**Supplied text:**
_____
# 68 GTO Rally II wheels



## mwatson1647 (Feb 27, 2012)

Hello, Could anyone tell me where is the best place to purchase a set of 68 GTO Rally II wheels? Thanks


----------



## GTO JUDGE (May 14, 2005)

mwatson1647 said:


> Hello, Could anyone tell me where is the best place to purchase a set of 68 GTO Rally II wheels? Thanks


Swap Meets....

There are various GTO FB pages where items are posted for sale or wanted. These wheels pop up a lot on them. Try Ebay too. 

Norwalk is coming up ought to be many there. 

Try the PY forums wanted to buy


----------



## Pinion head (Jan 3, 2015)
_____
**Task statement:** Continue the forum thread about buying 68 GTO Rally II wheels from the point where it stops. The items that come next aren't needed.
_____
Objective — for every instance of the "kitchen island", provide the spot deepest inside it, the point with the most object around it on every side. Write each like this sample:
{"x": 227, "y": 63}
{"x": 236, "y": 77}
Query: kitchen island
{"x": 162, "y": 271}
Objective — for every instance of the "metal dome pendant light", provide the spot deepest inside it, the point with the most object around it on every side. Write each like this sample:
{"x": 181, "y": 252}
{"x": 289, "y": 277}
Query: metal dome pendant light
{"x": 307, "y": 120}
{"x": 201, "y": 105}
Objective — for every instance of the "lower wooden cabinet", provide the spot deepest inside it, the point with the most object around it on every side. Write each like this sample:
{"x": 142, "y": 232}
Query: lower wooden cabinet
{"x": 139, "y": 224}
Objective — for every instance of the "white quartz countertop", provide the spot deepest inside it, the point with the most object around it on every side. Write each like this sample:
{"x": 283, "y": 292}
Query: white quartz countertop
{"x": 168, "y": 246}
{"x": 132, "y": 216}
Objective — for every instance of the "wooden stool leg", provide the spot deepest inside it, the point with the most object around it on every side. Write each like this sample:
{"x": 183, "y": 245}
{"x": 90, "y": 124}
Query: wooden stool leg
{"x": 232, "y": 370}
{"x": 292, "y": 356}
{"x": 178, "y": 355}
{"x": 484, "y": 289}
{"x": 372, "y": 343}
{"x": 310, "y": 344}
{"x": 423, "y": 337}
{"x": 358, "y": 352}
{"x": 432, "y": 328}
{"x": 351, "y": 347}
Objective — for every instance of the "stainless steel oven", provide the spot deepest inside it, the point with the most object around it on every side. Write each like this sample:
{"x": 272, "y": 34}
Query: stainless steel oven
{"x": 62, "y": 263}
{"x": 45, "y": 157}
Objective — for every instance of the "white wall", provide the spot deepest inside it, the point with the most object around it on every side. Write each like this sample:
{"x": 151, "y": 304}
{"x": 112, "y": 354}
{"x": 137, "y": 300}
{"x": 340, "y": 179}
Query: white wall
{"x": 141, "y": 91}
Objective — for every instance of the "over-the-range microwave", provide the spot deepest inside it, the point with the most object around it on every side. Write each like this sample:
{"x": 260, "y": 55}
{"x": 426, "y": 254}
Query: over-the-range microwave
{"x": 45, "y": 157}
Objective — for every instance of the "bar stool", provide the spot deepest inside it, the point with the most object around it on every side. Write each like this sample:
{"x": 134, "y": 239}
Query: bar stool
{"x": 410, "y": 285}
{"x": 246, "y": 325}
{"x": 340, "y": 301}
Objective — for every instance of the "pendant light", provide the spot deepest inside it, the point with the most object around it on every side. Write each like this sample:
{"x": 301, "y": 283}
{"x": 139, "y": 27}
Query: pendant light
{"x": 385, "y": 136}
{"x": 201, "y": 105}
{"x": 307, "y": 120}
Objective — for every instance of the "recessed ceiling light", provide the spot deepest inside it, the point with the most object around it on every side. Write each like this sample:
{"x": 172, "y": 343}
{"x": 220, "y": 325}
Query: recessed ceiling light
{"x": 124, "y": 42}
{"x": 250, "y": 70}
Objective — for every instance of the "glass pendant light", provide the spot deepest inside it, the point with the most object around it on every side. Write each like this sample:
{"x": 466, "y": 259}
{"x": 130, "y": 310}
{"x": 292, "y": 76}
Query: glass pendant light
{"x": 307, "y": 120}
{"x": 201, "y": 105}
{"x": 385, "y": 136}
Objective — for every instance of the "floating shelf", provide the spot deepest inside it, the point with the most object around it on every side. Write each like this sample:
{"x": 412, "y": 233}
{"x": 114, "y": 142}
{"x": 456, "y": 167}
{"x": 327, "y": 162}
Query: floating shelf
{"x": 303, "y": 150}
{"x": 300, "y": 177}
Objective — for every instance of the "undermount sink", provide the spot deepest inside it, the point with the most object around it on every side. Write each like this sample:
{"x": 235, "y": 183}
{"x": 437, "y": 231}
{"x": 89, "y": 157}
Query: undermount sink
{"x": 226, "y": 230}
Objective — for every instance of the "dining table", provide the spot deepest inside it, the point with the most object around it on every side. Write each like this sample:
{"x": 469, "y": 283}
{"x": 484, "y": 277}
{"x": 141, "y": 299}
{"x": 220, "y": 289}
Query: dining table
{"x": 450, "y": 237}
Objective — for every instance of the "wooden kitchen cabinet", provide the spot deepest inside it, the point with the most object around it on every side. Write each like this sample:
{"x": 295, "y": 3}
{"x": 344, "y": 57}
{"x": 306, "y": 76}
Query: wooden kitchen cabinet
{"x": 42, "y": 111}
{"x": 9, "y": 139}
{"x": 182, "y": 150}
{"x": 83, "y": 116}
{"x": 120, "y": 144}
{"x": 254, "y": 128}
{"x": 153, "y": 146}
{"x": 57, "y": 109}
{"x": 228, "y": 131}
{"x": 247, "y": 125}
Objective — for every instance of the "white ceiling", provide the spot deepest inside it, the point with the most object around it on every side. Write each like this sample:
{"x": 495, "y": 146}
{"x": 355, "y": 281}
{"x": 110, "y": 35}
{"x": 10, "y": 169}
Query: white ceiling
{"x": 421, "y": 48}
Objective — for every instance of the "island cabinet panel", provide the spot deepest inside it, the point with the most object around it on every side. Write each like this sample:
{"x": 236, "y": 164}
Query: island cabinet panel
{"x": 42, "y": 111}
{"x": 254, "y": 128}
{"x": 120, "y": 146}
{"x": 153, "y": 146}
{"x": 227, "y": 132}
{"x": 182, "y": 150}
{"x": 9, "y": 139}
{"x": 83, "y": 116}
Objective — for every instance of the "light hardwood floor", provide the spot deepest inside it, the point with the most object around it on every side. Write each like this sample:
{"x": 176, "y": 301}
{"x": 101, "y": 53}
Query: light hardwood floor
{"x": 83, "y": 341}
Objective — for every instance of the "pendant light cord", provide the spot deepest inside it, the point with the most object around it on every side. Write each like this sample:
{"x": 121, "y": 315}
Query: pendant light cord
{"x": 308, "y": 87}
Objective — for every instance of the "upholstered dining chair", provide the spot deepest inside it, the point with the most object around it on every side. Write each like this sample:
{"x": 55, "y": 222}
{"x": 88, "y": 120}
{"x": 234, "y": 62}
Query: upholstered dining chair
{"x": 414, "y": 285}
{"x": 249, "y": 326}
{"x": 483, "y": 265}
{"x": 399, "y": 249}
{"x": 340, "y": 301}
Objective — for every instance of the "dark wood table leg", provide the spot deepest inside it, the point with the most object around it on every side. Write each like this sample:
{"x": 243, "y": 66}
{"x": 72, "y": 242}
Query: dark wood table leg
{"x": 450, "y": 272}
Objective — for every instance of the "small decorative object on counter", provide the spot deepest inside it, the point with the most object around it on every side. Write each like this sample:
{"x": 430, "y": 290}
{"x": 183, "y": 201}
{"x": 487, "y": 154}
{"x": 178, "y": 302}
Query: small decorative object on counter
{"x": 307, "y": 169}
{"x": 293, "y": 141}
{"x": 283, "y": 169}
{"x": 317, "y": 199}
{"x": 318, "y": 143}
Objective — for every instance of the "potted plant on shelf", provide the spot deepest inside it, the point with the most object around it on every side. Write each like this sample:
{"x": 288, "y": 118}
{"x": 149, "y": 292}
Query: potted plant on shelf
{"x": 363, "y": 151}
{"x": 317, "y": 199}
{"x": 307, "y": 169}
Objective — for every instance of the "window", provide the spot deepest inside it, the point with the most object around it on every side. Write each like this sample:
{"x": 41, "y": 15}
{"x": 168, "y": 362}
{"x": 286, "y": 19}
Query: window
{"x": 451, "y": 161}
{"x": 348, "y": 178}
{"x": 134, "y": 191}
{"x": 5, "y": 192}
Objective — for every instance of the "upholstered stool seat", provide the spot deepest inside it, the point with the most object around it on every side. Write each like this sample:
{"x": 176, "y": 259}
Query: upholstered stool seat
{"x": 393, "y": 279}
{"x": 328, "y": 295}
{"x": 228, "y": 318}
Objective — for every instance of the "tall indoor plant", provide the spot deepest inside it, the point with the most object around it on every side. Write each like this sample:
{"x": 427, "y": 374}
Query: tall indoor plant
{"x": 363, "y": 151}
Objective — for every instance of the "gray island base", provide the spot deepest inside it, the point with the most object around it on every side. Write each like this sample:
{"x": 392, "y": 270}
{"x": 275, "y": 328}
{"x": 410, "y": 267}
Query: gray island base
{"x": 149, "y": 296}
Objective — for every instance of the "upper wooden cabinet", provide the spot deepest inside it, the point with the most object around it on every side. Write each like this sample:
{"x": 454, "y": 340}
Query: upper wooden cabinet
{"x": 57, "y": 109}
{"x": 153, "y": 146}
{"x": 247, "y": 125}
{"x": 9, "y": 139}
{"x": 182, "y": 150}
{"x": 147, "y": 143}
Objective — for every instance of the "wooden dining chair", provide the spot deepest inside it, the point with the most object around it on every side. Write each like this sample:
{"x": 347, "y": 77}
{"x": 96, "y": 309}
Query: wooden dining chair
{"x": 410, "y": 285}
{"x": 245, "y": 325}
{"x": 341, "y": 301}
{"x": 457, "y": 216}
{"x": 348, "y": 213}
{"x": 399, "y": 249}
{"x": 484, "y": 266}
_____
**Answer below:**
Have available several big letter JC and big letter JA clean used rally II wheels for '67 and '68's. Every wheel I prepare to ship out is cked for straightness and lack of wallowed lugnut holes. prices beginning at $75 a wheel

If your '68 was built extremely late, mid June of '68 to end of '68 model production, it is very possible it would have taken small letter externally dated JC's or JA's, first stamped in late May of '68 up into mid June. This latter style dating is not huge issue, unless one is performing a very stringent cutting edge Concours resto on what would amt to a very valuable late built '68... think RA II GTO convert or hardtop.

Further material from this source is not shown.